*** TEXTO FORNECIDO

Mas há, pela misericórdia de Deus, uma terceira opção: é quando a decepção abre o caminho da graça! E é neste momento que a decepção se torna uma benção. O fato é que – como crianças – temos uma visão idealizada e otimista das pessoas. Mesmo crianças que crescem em ambientes abusivos têm uma expectativa de que as pessoas ao seu redor vão amá-la, cuidar dela e dar-lhe valor. No entanto, a realidade é que o homem, embora ainda manifeste a imagem de Deus, o faz de forma distorcida. Ou seja, em tudo que o homem faz, por mais belo e nobre, há sempre uma mancha de corrupção que chamamos de pecado.

Erros trazem consequências, mas a graça de Deus pode restaurar um relacionamento em que houve decepção.

Embora triste, esta realidade não impediu Deus de nos amar e de enviar seu filho para morrer por nós (João 3.16). Nossa salvação não se baseia em nossa bondade ou merecimento. Pelo contrário, Jesus morreu por nós enquanto éramos pecadores e rebeldes (Romanos 5.1). É nesse sentido que a decepção pode nos levar a um caminho saudável e mesmo agradável. Ao perceber o pecado no outro, eu posso suspirar e aceitar que essa é a realidade de todo ser humano. Uma vez encarada tal realidade, por um lado estou livre de minhas falsas expectativas de perfeição ou lealdade inabaláveis; por outro, sou livre para amar o outro apesar de suas falhas.

******

TAREFA PROPOSTA A:
Liste todas as linhas das entradas abaixo que contêm a palavra "tire".

*** DADOS EXIBIDOS

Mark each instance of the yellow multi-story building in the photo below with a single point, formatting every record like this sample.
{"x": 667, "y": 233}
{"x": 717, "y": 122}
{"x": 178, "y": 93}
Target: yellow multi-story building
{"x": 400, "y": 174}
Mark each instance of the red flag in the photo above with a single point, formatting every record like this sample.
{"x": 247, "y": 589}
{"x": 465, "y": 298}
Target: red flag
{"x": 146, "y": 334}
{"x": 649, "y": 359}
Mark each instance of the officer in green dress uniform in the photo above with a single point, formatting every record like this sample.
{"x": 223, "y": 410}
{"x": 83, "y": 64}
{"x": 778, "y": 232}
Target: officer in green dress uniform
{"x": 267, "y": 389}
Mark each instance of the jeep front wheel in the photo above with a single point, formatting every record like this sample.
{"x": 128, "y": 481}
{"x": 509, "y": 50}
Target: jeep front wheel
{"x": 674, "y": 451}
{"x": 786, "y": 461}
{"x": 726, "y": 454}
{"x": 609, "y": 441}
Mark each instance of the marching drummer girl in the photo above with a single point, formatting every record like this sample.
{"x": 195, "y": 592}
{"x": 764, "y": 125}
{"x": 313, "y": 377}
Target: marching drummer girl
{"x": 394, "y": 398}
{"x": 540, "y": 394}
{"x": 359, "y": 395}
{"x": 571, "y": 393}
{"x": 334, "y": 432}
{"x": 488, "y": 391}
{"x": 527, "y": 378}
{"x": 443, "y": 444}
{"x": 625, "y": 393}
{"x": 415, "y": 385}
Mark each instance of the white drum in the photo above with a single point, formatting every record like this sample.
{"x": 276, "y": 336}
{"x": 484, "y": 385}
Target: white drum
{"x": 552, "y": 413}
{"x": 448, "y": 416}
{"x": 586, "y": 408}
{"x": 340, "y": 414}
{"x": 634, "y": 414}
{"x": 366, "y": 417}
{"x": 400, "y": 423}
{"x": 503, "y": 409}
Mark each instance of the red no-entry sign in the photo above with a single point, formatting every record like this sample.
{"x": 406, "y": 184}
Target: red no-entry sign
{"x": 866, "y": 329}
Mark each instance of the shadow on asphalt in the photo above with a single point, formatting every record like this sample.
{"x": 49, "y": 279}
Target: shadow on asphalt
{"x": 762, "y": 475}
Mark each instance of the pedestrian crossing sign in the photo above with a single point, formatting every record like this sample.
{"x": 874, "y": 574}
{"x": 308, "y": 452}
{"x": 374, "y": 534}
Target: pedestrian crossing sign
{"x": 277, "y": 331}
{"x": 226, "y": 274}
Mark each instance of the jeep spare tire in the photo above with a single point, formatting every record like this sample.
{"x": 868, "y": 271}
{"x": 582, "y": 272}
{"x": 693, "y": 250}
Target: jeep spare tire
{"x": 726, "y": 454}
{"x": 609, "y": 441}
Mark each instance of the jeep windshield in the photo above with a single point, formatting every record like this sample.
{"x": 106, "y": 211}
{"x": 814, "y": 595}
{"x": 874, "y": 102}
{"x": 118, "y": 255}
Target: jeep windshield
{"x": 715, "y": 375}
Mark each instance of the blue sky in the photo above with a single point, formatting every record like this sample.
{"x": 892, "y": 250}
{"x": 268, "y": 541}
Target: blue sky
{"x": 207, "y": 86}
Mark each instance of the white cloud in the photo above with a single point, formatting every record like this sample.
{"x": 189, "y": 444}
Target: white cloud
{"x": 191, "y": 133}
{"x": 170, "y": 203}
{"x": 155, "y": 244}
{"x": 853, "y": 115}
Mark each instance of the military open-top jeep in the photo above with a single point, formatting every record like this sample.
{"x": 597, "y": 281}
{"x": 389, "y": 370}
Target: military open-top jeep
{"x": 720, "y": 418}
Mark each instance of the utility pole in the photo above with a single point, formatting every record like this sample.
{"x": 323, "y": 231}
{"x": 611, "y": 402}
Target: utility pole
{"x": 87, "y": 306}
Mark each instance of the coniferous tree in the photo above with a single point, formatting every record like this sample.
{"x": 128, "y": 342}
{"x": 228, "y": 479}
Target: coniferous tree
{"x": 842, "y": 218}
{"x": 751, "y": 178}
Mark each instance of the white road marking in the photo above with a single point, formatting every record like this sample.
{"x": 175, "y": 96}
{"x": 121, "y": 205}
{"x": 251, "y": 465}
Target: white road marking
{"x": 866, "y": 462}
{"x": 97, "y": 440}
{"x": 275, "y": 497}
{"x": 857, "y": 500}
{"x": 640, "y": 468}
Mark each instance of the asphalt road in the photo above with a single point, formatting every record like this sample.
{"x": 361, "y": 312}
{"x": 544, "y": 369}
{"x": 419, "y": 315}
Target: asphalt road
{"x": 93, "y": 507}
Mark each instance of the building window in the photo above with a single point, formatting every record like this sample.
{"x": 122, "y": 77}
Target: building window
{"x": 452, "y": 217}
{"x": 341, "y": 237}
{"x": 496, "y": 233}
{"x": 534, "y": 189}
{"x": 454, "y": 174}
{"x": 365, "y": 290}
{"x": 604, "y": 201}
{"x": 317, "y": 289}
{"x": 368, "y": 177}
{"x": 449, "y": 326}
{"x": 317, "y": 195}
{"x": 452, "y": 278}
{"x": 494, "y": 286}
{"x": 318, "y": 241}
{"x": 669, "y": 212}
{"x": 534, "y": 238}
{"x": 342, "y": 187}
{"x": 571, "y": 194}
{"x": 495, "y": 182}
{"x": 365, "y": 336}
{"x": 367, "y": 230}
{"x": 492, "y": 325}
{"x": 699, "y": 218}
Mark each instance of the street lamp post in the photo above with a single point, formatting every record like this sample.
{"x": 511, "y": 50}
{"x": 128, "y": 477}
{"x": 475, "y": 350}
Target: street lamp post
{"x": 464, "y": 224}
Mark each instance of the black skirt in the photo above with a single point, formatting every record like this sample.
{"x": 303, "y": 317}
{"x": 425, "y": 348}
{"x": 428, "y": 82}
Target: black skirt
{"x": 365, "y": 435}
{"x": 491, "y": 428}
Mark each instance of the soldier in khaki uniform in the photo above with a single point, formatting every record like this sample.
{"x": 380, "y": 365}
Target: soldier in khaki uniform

******

TAREFA PROPOSTA B:
Indique se cada afirmação concorda com o texto sobre a decepção e a graça, respondendo sim ou não e citando as palavras do texto que decidem: (i) crianças que crescem em ambientes abusivos não esperam ser amadas; (ii) nossa salvação se baseia em nossa bondade; (iii) a graça de Deus pode restaurar um relacionamento em que houve decepção.

RESPOSTA A:
Mark each instance of the jeep spare tire in the photo above with a single point, formatting every record like this sample.
Target: jeep spare tire

RESPOSTA B:
(i) Não: "Mesmo crianças que crescem em ambientes abusivos têm uma expectativa de que as pessoas ao seu redor vão amá-la, cuidar dela e dar-lhe valor."
(ii) Não: "Nossa salvação não se baseia em nossa bondade ou merecimento."
(iii) Sim: "a graça de Deus pode restaurar um relacionamento em que houve decepção."